§ Data section:
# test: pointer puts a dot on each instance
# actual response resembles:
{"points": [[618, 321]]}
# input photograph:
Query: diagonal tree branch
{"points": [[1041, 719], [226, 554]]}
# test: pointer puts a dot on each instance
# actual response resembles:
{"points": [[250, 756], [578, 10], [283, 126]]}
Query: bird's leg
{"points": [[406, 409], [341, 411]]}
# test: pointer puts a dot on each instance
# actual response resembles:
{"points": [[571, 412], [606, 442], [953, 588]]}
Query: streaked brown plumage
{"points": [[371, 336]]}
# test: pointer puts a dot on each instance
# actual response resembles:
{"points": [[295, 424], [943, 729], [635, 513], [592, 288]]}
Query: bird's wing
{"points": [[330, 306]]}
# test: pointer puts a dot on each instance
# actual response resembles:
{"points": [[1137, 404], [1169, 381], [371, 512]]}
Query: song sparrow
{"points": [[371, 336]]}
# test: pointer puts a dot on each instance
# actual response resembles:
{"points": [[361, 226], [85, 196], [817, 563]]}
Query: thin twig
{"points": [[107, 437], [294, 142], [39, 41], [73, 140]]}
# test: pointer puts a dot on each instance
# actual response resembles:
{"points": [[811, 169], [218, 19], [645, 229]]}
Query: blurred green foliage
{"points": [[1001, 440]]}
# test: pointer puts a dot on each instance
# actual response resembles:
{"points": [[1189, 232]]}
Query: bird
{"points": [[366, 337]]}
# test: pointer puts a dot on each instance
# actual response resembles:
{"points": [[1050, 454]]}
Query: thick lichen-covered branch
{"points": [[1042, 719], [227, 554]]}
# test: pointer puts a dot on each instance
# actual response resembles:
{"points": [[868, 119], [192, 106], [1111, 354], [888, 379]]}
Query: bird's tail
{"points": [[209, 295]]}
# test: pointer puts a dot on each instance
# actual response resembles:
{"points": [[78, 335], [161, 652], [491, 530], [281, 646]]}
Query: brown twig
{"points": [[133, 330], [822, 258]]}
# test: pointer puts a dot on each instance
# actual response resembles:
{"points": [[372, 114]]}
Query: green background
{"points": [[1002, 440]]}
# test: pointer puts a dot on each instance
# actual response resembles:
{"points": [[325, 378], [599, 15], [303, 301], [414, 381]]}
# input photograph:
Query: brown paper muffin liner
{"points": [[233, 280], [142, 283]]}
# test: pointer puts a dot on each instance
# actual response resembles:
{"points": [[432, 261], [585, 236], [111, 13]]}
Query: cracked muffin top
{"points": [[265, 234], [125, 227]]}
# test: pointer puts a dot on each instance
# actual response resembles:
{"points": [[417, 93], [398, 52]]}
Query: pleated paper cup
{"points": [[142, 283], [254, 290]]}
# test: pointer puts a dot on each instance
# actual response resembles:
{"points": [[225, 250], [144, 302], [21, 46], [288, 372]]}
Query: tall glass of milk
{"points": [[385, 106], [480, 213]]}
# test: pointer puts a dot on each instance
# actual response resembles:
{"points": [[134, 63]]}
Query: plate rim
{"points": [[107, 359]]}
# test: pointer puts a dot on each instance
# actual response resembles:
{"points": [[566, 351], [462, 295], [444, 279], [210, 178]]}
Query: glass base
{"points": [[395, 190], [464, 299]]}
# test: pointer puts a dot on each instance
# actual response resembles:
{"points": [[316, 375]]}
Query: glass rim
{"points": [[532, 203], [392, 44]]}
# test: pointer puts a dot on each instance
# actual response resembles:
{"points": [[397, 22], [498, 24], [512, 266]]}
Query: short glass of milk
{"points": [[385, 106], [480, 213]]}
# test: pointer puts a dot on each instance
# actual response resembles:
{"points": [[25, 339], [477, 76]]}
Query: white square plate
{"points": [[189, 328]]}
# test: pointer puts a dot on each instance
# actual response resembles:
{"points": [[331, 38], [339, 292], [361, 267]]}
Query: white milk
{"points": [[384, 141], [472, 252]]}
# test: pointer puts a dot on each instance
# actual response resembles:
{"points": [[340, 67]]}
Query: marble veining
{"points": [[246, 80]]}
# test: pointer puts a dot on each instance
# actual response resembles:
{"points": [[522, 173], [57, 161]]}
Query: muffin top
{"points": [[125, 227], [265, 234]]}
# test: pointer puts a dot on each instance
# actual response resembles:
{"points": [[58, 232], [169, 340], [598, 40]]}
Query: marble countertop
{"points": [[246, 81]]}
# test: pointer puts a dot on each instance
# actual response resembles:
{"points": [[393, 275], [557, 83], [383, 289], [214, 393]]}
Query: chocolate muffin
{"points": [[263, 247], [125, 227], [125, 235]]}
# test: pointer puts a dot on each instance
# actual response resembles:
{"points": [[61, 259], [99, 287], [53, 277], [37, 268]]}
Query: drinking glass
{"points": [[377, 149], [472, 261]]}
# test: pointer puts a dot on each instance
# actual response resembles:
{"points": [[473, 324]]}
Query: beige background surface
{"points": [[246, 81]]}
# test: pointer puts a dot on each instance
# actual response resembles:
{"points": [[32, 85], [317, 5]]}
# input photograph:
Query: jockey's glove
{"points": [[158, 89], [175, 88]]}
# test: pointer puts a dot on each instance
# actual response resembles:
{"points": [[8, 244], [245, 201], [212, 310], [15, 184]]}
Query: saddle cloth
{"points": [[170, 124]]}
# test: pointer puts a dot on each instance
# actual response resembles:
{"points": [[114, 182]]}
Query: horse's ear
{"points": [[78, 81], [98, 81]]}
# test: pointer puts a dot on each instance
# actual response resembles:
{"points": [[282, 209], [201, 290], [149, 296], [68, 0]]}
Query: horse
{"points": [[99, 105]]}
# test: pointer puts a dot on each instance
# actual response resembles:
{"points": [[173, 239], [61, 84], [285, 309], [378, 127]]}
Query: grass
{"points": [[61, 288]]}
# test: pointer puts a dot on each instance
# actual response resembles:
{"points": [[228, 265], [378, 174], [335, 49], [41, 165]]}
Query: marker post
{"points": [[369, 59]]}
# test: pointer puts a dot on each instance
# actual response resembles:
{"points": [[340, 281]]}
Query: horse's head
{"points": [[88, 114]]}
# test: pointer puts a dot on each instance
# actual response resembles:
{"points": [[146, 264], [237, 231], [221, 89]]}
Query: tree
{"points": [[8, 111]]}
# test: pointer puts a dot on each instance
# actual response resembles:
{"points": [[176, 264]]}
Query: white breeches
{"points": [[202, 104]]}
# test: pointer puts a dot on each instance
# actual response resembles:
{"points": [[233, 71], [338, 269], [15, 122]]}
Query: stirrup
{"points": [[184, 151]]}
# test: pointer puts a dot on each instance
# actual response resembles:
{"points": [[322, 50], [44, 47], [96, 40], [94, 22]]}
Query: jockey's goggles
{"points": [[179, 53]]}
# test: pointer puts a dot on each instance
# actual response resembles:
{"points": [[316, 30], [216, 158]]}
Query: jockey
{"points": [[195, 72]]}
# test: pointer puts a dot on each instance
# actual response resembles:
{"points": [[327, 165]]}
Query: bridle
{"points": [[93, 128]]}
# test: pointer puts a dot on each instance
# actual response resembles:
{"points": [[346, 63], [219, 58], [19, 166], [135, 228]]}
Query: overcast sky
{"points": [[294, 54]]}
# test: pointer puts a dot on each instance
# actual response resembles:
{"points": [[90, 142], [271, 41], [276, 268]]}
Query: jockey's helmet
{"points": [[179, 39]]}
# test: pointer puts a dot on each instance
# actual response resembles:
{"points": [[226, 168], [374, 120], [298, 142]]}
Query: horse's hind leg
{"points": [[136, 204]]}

§ Work order:
For this task, set down the entire listing word for word.

§ Completed task:
# test: pointer puts a dot on each instance
# actual response resembles:
{"points": [[618, 321]]}
# input photograph:
Query: diagonal tree branch
{"points": [[1041, 719], [226, 554]]}
# test: pointer puts a dot on each instance
# actual response resembles:
{"points": [[250, 756], [578, 10], [283, 126]]}
Query: bird's leg
{"points": [[406, 409], [341, 411]]}
# test: pointer puts a dot on each instance
# actual response resembles:
{"points": [[571, 412], [606, 442], [953, 588]]}
Query: streaked brown plumage
{"points": [[371, 336]]}
# test: pointer puts a dot on each instance
# actual response resembles:
{"points": [[295, 424], [943, 729], [635, 513], [592, 288]]}
Query: bird's wing
{"points": [[330, 306]]}
# test: pointer puts a dot on each instance
# actual response resembles:
{"points": [[1137, 404], [1169, 381], [371, 512]]}
Query: song sparrow
{"points": [[371, 336]]}
# test: pointer puts a dot on each instance
# actual response resembles:
{"points": [[361, 226], [85, 196], [817, 563]]}
Query: thin twig
{"points": [[107, 437], [294, 142], [39, 41], [73, 140]]}
# test: pointer puts a dot on each instance
# actual response resembles:
{"points": [[811, 169], [218, 19], [645, 229]]}
Query: blurred green foliage
{"points": [[1001, 440]]}
# test: pointer puts a dot on each instance
# actual response resembles:
{"points": [[1189, 232]]}
Query: bird
{"points": [[366, 337]]}
# test: pointer puts a dot on each instance
# actual response resembles:
{"points": [[1050, 454]]}
Query: thick lichen-covered branch
{"points": [[1042, 719], [227, 554]]}
# test: pointer puts a dot on each instance
# actual response resembles:
{"points": [[868, 119], [192, 106], [1111, 354], [888, 379]]}
Query: bird's tail
{"points": [[209, 295]]}
# test: pointer puts a dot on each instance
# actual response resembles:
{"points": [[78, 335], [161, 652], [491, 530], [281, 646]]}
Query: brown twig
{"points": [[133, 330], [822, 258]]}
# test: pointer puts a dot on each instance
# actual response resembles:
{"points": [[372, 114]]}
Query: green background
{"points": [[1002, 440]]}
# test: pointer puts a dot on each instance
# actual response resembles:
{"points": [[325, 378], [599, 15], [303, 301], [414, 381]]}
# input photograph:
Query: brown paper muffin liner
{"points": [[233, 280], [142, 283]]}
# test: pointer puts a dot on each instance
# actual response resembles:
{"points": [[432, 261], [585, 236], [111, 13]]}
Query: cracked muffin top
{"points": [[265, 234], [125, 227]]}
# test: pointer puts a dot on each instance
# actual response resembles:
{"points": [[417, 93], [398, 52]]}
Query: pleated paper cup
{"points": [[142, 283], [254, 290]]}
# test: pointer puts a dot on each instance
# actual response resembles:
{"points": [[225, 250], [144, 302], [21, 46], [288, 372]]}
Query: tall glass of milk
{"points": [[385, 106], [480, 213]]}
# test: pointer puts a dot on each instance
# actual response resembles:
{"points": [[134, 63]]}
Query: plate rim
{"points": [[107, 359]]}
# test: pointer puts a dot on each instance
# actual response resembles:
{"points": [[566, 351], [462, 295], [444, 279], [210, 178]]}
Query: glass base
{"points": [[395, 190], [464, 299]]}
# test: pointer puts a dot on each instance
# actual response resembles:
{"points": [[316, 375]]}
Query: glass rim
{"points": [[532, 203], [392, 44]]}
# test: pointer puts a dot on each instance
# actual response resembles:
{"points": [[397, 22], [498, 24], [512, 266]]}
Query: short glass of milk
{"points": [[385, 106], [480, 213]]}
# test: pointer puts a dot on each instance
# actual response resembles:
{"points": [[25, 339], [477, 76]]}
Query: white square plate
{"points": [[189, 328]]}
# test: pointer puts a dot on each instance
# actual response resembles:
{"points": [[331, 38], [339, 292], [361, 267]]}
Query: white milk
{"points": [[384, 141], [472, 252]]}
# test: pointer puts a dot on each instance
# actual response resembles:
{"points": [[340, 67]]}
Query: marble veining
{"points": [[246, 80]]}
# test: pointer puts a dot on each instance
# actual response resembles:
{"points": [[522, 173], [57, 161]]}
Query: muffin top
{"points": [[125, 227], [265, 234]]}
# test: pointer puts a dot on each instance
# actual response resembles:
{"points": [[58, 232], [169, 340], [598, 40]]}
Query: marble countertop
{"points": [[246, 81]]}
# test: pointer puts a dot on each instance
# actual response resembles:
{"points": [[393, 275], [557, 83], [383, 289], [214, 393]]}
Query: chocolate muffin
{"points": [[263, 247], [125, 227], [125, 235]]}
# test: pointer puts a dot on each instance
# actual response resembles:
{"points": [[61, 259], [99, 287], [53, 277], [37, 268]]}
Query: drinking glass
{"points": [[377, 149], [472, 261]]}
# test: pointer puts a dot on each instance
# actual response resembles:
{"points": [[473, 324]]}
Query: beige background surface
{"points": [[246, 81]]}
# test: pointer puts a dot on each instance
# actual response resembles:
{"points": [[32, 85], [317, 5]]}
# input photograph:
Query: jockey's glove
{"points": [[158, 89], [175, 88]]}
# test: pointer puts a dot on each instance
# actual response resembles:
{"points": [[8, 244], [245, 201], [212, 310], [15, 184]]}
Query: saddle cloth
{"points": [[170, 124]]}
# test: pointer puts a dot on each instance
# actual response resembles:
{"points": [[114, 182]]}
Query: horse's ear
{"points": [[78, 81], [98, 81]]}
# test: pointer puts a dot on each instance
# actual response resembles:
{"points": [[282, 209], [201, 290], [149, 296], [68, 0]]}
Query: horse
{"points": [[99, 105]]}
# test: pointer puts a dot on each instance
# actual response resembles:
{"points": [[173, 239], [61, 84], [285, 309], [378, 127]]}
Query: grass
{"points": [[61, 288]]}
# test: pointer puts a dot on each instance
# actual response resembles:
{"points": [[228, 265], [378, 174], [335, 49], [41, 165]]}
Query: marker post
{"points": [[369, 59]]}
# test: pointer puts a dot on each instance
# actual response resembles:
{"points": [[340, 281]]}
Query: horse's head
{"points": [[88, 114]]}
# test: pointer puts a dot on each instance
# actual response resembles:
{"points": [[146, 264], [237, 231], [221, 89]]}
Query: tree
{"points": [[8, 111]]}
# test: pointer puts a dot on each instance
# actual response resembles:
{"points": [[176, 264]]}
Query: white breeches
{"points": [[202, 104]]}
# test: pointer puts a dot on each instance
# actual response resembles:
{"points": [[233, 71], [338, 269], [15, 122]]}
Query: stirrup
{"points": [[184, 151]]}
# test: pointer puts a dot on each instance
# actual response resembles:
{"points": [[322, 50], [44, 47], [96, 40], [94, 22]]}
Query: jockey's goggles
{"points": [[179, 53]]}
# test: pointer puts a dot on each instance
# actual response resembles:
{"points": [[316, 30], [216, 158]]}
Query: jockey
{"points": [[195, 72]]}
# test: pointer puts a dot on each instance
# actual response resembles:
{"points": [[327, 165]]}
Query: bridle
{"points": [[93, 128]]}
# test: pointer puts a dot on each instance
# actual response resembles:
{"points": [[346, 63], [219, 58], [19, 166], [135, 228]]}
Query: overcast sky
{"points": [[294, 54]]}
# test: pointer puts a dot on each instance
# actual response resembles:
{"points": [[90, 142], [271, 41], [276, 268]]}
Query: jockey's helmet
{"points": [[179, 39]]}
# test: pointer puts a dot on each instance
# actual response resembles:
{"points": [[226, 168], [374, 120], [298, 142]]}
Query: horse's hind leg
{"points": [[136, 204]]}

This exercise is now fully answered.